*抜粋本文*

-.-.-

2008 FIM SPEA 世界選手権トライアル第10戦スウェーデンGP

2008年8月31日/観客:3,000人(日)

よい感触ながら、3位……

photo北欧で開催される久しぶりの世界選手権。多くの選手権ランカーにとっては負担の多い遠征となるが、藤波らトップライダーにとって、開催地のロケーションは問題ではない。そこでどんな戦いをするか、どんな結果を残せるかが、ただひとつの課題だ。

結果表を見れば、今回のセクションはオールクリーンも可能な簡単なものと見受けられそうだが、しかし世界選手権のセクションに“簡単なセクション”などない。第1セクションから第6セクションまではハーフドライで、岩盤が中心。雨は降っていなかったが、曇っていたので、岩にのった土が乾くことなくて、少し滑りやすい状態だった。第7以降のセクションは、本格的に滑るセクション。その元凶は黒土で、走れば走るほど滑りやすくなっていった。特に、9セクションや10セクションは、大きな難関となっていた。

序盤から、トップ3の力量の差は明らかだった。カベスタニーは試合直前にマシンが壊れて、セカンドバイクで出走。これがやはり原因か、序盤にして5番手争いに甘んじた。第5セクションまでをクリーンし続けたのはトップ3とファハルドのみ。ファハルドが第6セクションで1点をついて、オールクリーン合戦をしているのはいつもの3人のみとなった。

そんな中でも、藤波は好調だった。第7セクション、ラガが1点、ボウが2点減点。ここを藤波はクリーン。さらに第8セクションでもボウが1点。藤波はここもクリーンして、連続8クリーン。第9はラガと藤波が3点に対し、ボウが2点と気を吐くも、続く第10セクションではラガが2点、藤波とボウが1点。これで10セクションを終えたところで、藤波が4点、ラガとボウが6点と、わずかではあるが藤波のリードで試合は進んでいった。

ところが11セクション。インの登りが2段3段と連なっているポイントで、藤波が滑った。スタート順はトップ3では藤波が先頭、続いてボウ、ラガという、前回チェコでのリザルトに基づいて決まっている。セクショントライもこの順で進んでいったから、藤波はボウとラガのトライを見ることはできない。逆にボウとラガは、藤波の失敗を糧に自分のトライを組み立てることができる。成績のいいものほど優位たてるという、トライアルの宿命である。この後トライしたボウは、藤波の失敗を参考にはしたが、同じようにひっかかった。しかしボウの場合は、フロントタイヤが段差の上に届いていたから、かろうじて引っ張りあげて3点で切り抜けた。一方ラガは二人の失敗を最大限に教訓としてトライ。1ラップめ、このセクション唯一のクリーンを出した。これで藤波はボウと同点の9点、ラガは6点で一気にリーダーの座を獲得した。

-.-.-

*次の課題*
a - 次の(i)〜(iii)がスウェーデンGPの記事の内容と合致するかどうかを判定し、それぞれ「はい」または「いいえ」で答え、判断の根拠となる本文の語句をそのまま引用してください。
(i) カベスタニーは、試合直前にマシンが壊れたため、セカンドバイクで出走した。
(ii) 第7セクションで、藤波は1点減点された。
(iii) 11セクションの1ラップめにクリーンを出したのは、ラガただ一人であった。
b - スウェーデンGPの記事のうち、「序盤から、トップ3の力量の差」から「はいつもの3人のみとなった。」までの部分を、一字一句違えずに書き写してください。
c - スウェーデンGPの記事の続きを、最後の文の後から書き継いでください。
この後に続く一覧は、本文とは別個の資料です。

*収録資料*
-.-.-

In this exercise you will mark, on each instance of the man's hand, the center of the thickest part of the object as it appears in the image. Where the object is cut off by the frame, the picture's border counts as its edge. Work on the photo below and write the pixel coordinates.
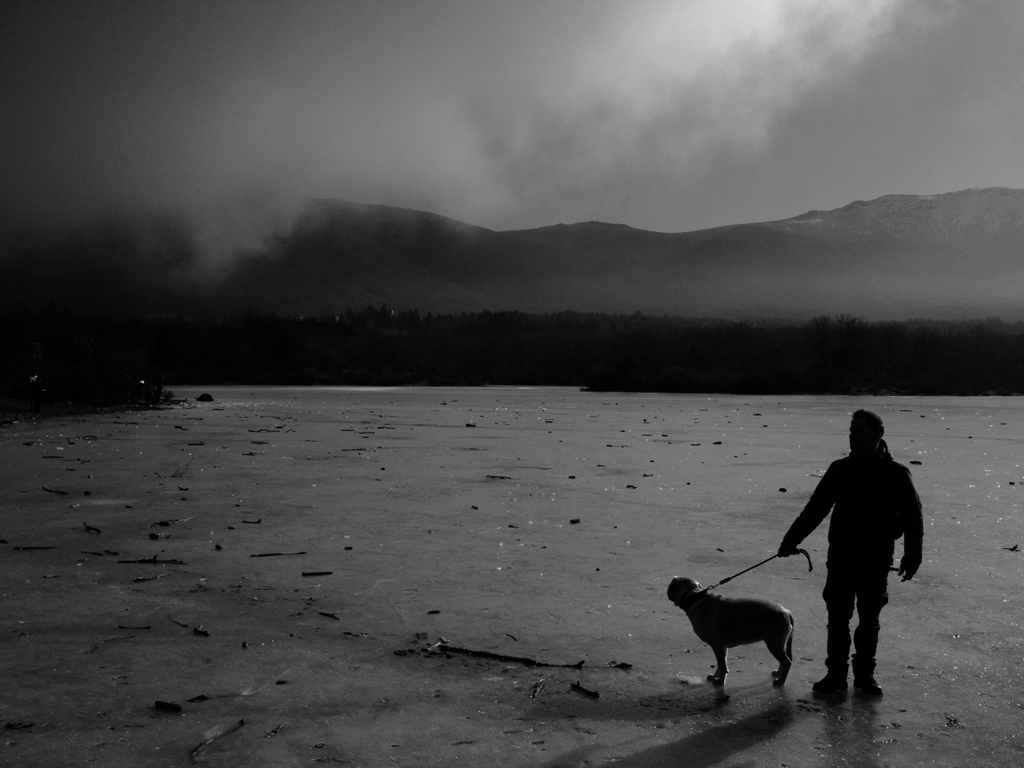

-.-.-

*解答例*
a -
(i) はい。「カベスタニーは試合直前にマシンが壊れて、セカンドバイクで出走。」
(ii) いいえ。「第7セクション、ラガが1点、ボウが2点減点。ここを藤波はクリーン。」
(iii) はい。「一方ラガは二人の失敗を最大限に教訓としてトライ。1ラップめ、このセクション唯一のクリーンを出した。」

b -
序盤から、トップ3の力量の差は明らかだった。カベスタニーは試合直前にマシンが壊れて、セカンドバイクで出走。これがやはり原因か、序盤にして5番手争いに甘んじた。第5セクションまでをクリーンし続けたのはトップ3とファハルドのみ。ファハルドが第6セクションで1点をついて、オールクリーン合戦をしているのはいつもの3人のみとなった。

c -
1ラップ後半になって、滑るセクションが多く、どうしても下見が長くなる傾向。セクションもむずかしいが、次第に時間がなくなっていった。こんな中、今日はボウに失点が多い。13セクションは3人とも仲良く1点を失ったが、最終セクションでも2点。藤波とラガは、13セクション以外はすべてクリーンして、減点数はラガ7点、藤波10点、ボウ12点。しかし藤波とボウには、タイムオーバーがあった。1ラップ3時間半に、藤波は30秒ほど間に合わず、1点のタイムオーバー減点。続くボウは、わずか2秒ではあったが間に合わず、1点減点。ボウの最終セクションでの減点2は、このタイムオーバーへの不安が影響したものかもしれない。そしてボウに対して2分のアドバンテージがあるラガはオンタイム。ここでも、ラガはリードを広げることになった。ラガからボウまでわずか6点、5点一つで事態はがらりと変わる可能性を持っているが、しかしこの日のセクションの様子だと、5点をとりそうな気配でもない。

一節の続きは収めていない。